> Point-per-instance localization data
↓

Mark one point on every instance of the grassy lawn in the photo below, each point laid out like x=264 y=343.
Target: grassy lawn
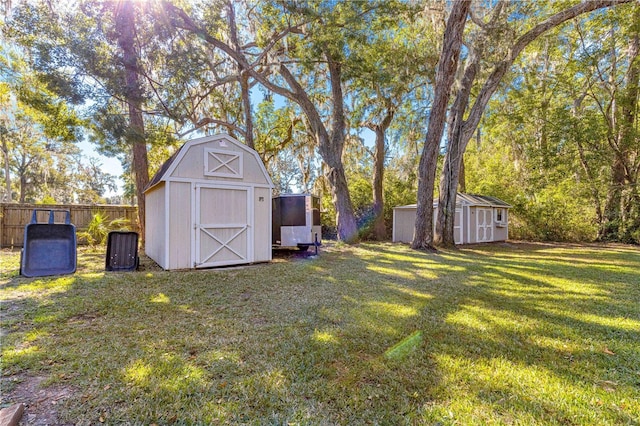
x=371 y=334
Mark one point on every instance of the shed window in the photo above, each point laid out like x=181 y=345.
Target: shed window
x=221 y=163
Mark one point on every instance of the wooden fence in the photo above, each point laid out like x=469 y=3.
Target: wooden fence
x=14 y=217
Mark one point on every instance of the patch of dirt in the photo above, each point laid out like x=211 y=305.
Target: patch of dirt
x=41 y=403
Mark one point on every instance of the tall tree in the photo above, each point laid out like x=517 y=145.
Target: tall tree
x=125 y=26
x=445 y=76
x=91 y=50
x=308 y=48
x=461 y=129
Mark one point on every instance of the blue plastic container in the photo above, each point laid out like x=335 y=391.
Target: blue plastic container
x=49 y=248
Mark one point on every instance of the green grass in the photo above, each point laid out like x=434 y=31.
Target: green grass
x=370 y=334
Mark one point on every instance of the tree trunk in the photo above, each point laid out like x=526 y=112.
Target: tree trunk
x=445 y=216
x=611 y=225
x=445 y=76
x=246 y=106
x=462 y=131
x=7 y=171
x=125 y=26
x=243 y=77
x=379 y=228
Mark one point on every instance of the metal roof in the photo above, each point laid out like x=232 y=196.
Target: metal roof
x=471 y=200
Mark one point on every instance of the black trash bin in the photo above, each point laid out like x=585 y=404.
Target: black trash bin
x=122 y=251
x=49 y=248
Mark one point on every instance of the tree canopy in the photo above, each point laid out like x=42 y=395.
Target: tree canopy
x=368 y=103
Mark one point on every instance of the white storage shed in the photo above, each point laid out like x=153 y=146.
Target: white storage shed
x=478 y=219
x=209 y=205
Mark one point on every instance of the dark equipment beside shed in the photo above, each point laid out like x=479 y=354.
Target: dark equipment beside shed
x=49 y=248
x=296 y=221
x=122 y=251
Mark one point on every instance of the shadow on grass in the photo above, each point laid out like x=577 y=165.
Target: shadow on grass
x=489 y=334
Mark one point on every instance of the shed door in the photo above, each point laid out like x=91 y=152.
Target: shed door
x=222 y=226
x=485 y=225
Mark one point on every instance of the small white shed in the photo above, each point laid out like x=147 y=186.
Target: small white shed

↑

The lines to return are those in the entries above that include "small".

> Task result
Mark one point on every instance of the small white shed in the photo above, each point laid out like x=147 y=186.
Target: small white shed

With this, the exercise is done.